### THE PROBLEM
Copy out the final stretch of the listing: the line that contains "of the sunlight" and all lines after it, exactly as they appear.

### EXCERPTED DATA
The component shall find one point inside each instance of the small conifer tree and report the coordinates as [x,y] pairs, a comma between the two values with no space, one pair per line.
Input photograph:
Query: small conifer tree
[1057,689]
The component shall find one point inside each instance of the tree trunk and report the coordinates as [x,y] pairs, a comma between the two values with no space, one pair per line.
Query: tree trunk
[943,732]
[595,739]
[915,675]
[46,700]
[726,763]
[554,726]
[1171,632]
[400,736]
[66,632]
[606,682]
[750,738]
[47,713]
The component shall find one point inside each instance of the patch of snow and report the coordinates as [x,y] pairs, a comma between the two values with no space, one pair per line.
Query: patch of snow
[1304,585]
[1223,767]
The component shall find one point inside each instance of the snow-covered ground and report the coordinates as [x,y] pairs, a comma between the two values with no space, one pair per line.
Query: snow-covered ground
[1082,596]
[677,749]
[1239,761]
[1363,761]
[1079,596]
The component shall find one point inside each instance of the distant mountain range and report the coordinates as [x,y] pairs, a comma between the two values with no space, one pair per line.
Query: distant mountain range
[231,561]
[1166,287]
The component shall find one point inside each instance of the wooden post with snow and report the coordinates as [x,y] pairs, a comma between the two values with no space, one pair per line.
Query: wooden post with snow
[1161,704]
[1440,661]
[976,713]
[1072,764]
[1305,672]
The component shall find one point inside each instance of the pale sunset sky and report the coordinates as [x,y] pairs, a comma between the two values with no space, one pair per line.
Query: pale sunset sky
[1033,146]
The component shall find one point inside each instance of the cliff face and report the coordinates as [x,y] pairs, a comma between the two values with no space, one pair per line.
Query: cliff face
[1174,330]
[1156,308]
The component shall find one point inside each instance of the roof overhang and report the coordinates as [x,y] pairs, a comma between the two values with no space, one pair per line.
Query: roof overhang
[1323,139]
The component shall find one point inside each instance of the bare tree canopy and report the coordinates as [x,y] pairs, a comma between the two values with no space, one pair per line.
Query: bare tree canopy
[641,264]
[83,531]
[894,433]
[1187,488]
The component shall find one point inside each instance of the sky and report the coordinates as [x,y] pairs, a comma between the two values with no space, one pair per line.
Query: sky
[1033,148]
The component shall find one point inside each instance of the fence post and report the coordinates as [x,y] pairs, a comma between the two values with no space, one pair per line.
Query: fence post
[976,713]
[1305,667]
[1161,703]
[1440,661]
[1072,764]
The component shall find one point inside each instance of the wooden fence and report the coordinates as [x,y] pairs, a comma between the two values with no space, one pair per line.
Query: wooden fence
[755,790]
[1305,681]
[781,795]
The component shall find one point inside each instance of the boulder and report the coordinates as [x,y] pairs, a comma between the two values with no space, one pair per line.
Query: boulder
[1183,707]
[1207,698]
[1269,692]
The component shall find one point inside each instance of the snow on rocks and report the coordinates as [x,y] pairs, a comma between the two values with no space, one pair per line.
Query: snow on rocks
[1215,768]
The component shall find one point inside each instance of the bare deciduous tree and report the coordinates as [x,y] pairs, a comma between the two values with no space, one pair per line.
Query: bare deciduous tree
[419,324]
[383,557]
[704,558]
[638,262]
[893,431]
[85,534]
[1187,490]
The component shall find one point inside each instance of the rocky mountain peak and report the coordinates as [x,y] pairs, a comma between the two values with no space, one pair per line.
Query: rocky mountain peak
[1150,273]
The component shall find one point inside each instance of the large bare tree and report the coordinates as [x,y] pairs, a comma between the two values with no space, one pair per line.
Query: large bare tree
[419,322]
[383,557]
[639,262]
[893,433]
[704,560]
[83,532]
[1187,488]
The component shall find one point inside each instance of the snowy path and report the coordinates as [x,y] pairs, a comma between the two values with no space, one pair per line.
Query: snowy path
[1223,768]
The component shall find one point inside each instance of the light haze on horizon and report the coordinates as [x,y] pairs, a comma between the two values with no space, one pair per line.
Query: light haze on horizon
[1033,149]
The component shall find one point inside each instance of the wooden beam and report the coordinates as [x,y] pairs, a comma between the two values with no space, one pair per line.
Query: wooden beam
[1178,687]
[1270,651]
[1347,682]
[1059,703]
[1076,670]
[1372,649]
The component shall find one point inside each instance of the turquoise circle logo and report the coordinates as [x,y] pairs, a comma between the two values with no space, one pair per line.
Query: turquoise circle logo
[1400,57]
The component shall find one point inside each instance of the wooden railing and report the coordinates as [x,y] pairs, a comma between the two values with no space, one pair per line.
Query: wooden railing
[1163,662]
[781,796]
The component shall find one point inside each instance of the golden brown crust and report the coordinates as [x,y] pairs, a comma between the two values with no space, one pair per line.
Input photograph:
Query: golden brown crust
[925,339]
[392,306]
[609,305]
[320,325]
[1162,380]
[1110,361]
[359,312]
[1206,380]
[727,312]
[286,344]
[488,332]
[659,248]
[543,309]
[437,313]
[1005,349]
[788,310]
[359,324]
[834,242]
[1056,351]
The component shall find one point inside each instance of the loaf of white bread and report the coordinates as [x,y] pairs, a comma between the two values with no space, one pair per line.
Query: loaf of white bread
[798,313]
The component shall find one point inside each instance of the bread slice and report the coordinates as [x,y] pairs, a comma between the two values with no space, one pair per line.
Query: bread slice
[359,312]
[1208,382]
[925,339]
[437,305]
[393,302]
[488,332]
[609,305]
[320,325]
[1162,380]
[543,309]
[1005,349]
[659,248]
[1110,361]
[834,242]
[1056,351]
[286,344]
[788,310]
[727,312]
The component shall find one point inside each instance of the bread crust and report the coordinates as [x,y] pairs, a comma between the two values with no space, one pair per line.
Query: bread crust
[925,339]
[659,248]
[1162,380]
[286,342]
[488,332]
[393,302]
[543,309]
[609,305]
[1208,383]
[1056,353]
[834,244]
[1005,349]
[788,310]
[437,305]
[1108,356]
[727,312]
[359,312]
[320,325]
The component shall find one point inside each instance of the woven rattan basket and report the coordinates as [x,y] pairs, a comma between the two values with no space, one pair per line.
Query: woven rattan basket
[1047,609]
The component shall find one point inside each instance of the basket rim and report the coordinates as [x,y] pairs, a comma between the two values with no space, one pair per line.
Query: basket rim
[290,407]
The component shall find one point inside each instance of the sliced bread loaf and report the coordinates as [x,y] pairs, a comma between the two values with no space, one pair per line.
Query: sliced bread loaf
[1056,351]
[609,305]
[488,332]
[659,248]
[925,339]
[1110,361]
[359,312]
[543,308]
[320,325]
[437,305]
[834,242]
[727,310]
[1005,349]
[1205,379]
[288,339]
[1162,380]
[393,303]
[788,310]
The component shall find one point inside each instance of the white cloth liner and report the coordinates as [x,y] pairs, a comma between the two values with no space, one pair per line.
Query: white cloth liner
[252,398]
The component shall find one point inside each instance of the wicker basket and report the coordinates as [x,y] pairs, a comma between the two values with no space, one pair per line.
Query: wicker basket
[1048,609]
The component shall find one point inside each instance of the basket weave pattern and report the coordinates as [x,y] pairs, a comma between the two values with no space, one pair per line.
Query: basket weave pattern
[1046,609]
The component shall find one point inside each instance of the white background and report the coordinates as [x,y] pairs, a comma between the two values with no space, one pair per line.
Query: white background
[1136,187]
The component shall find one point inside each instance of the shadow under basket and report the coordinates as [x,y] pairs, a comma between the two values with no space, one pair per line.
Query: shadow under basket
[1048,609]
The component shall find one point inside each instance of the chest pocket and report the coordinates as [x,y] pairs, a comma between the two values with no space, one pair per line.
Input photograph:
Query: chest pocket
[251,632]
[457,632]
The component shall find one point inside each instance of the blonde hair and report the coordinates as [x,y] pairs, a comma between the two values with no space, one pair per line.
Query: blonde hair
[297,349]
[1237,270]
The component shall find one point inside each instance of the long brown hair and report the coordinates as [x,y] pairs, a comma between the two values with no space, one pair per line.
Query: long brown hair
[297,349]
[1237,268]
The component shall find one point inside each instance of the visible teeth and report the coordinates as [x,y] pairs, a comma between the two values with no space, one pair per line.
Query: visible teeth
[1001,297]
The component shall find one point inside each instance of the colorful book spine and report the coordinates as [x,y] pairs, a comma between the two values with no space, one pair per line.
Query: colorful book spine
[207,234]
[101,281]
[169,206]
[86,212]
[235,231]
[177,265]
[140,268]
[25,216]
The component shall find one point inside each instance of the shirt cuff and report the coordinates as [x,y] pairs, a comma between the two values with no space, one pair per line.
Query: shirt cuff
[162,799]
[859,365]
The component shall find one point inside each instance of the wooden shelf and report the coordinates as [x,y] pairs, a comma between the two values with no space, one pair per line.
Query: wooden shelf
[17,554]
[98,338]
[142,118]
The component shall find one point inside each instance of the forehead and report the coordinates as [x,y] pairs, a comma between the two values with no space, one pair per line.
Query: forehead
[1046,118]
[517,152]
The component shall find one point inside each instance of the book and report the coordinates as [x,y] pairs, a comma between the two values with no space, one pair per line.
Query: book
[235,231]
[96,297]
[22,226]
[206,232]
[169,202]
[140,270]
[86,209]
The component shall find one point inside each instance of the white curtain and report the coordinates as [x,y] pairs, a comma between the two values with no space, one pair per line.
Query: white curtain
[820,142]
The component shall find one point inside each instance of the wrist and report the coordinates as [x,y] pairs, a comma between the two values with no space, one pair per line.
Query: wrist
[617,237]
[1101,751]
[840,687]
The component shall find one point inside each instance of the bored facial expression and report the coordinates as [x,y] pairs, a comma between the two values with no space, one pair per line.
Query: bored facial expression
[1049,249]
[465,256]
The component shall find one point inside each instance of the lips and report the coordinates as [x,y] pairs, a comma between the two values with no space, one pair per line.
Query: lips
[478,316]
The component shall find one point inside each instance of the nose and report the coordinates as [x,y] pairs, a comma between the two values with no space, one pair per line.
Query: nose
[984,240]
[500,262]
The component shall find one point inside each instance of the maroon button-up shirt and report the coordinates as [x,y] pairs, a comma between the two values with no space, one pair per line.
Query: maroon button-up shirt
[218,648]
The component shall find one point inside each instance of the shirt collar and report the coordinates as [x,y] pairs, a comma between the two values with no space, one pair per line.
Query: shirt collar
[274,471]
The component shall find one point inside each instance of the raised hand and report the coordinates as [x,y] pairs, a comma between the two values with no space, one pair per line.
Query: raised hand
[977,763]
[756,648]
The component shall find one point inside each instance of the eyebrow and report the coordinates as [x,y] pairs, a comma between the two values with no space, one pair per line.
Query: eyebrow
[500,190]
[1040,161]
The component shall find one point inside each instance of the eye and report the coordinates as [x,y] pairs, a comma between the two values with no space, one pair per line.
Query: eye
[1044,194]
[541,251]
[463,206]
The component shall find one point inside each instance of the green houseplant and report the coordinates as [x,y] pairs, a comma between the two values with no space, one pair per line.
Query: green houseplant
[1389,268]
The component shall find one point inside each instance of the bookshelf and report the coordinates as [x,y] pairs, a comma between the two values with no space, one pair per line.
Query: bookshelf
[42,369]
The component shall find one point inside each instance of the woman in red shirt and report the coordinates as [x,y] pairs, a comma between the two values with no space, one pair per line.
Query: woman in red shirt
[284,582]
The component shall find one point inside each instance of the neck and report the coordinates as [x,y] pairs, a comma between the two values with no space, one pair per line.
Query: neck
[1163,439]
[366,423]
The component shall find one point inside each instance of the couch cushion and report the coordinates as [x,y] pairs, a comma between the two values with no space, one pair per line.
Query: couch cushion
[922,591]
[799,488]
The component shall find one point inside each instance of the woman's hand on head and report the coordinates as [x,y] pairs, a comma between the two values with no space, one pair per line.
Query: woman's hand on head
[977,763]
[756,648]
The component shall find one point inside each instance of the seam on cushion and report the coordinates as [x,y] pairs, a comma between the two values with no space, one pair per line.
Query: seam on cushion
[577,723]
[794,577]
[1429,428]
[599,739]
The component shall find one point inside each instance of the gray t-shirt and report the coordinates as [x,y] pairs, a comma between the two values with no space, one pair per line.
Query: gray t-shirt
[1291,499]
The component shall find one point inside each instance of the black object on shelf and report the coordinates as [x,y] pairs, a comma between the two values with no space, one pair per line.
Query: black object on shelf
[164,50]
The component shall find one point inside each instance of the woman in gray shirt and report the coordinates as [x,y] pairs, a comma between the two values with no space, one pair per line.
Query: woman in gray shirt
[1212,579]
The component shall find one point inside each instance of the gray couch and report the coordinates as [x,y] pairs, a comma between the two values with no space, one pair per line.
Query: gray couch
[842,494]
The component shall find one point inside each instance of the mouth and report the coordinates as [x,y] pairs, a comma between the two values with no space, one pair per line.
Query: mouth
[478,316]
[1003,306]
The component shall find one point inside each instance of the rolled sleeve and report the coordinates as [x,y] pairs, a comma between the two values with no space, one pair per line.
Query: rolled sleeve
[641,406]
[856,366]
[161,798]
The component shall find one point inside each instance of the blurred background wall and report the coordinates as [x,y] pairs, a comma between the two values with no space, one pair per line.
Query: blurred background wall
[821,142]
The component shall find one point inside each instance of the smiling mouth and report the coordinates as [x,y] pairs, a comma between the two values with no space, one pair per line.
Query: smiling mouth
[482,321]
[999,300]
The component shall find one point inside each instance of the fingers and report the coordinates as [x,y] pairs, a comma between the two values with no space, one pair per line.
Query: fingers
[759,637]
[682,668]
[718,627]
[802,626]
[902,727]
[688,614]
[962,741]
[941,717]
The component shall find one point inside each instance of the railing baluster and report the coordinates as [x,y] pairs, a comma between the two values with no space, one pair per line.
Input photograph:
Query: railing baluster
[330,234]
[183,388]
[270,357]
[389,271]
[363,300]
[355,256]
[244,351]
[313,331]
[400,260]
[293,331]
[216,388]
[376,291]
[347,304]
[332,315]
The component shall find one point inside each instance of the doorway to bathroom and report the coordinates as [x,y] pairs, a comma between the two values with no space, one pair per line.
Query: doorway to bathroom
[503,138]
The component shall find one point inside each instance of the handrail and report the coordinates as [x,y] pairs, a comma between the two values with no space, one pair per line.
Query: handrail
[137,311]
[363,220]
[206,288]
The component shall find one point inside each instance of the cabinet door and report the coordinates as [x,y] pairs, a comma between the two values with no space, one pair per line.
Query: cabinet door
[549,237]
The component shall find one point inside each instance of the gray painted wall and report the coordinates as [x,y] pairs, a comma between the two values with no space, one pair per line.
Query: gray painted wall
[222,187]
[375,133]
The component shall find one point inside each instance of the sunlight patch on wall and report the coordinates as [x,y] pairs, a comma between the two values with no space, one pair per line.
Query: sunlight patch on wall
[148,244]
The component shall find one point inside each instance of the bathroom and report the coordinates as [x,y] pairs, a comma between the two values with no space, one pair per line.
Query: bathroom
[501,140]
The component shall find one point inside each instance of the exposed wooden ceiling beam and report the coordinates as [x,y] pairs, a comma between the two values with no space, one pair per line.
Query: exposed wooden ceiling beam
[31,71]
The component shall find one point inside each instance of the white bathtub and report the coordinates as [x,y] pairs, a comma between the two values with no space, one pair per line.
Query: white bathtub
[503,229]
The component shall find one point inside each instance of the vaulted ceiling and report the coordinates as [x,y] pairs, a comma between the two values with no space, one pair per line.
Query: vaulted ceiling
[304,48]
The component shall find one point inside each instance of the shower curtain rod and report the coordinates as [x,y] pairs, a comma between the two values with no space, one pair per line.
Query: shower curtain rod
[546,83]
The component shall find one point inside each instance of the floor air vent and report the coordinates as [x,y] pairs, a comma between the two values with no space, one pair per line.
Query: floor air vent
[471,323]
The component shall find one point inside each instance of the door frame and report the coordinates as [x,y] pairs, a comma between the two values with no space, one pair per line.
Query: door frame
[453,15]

### FINISHED TASK
The component shall find one point inside each instance of the sunlight patch on wall and report the coordinates as [x,y] pairs, a comma between the two values with no space, one pair per line.
Query: sunlight patch on wall
[148,244]
The component shall find one point inside each instance of the bathroom and report the coordinates as [x,y] pairs, a comma between the two values with no space, one pair per line.
Query: bathroom
[501,140]
The component shall find one point inside each instance of the exposed wooden ceiling beam and report the coordinates as [x,y] pairs, a comma between the two values with no space, one pair per line.
Query: exposed wooden ceiling beam
[31,71]
The component shall find one point inside each instance of the white bathtub and report the coordinates as [x,y] pairs, a comma between the two values with no space, one pair per line.
Query: white bathtub
[503,229]
The component shall find one point inside each instance of the vaulted ceiling and report the coordinates as [x,y] pairs, a comma between the two values with no space, one pair per line.
Query: vaulted ceiling
[304,48]
The component shall find one point inside each instance of the shower curtain rod and report the coordinates as [x,y] pairs, a comma between the two values with no space, one pair per line.
Query: shower curtain rod
[546,83]
The component shall find one point inside each instance of the floor air vent and report the coordinates as [x,y] pairs, a comma between the two values with no space, one pair per line.
Query: floor air vent
[471,323]
The component shall find one point inside each instance of the door frame and report the coordinates as [x,y] pairs, a comma between the two values with no space, one pair per line.
Query: door frame
[453,15]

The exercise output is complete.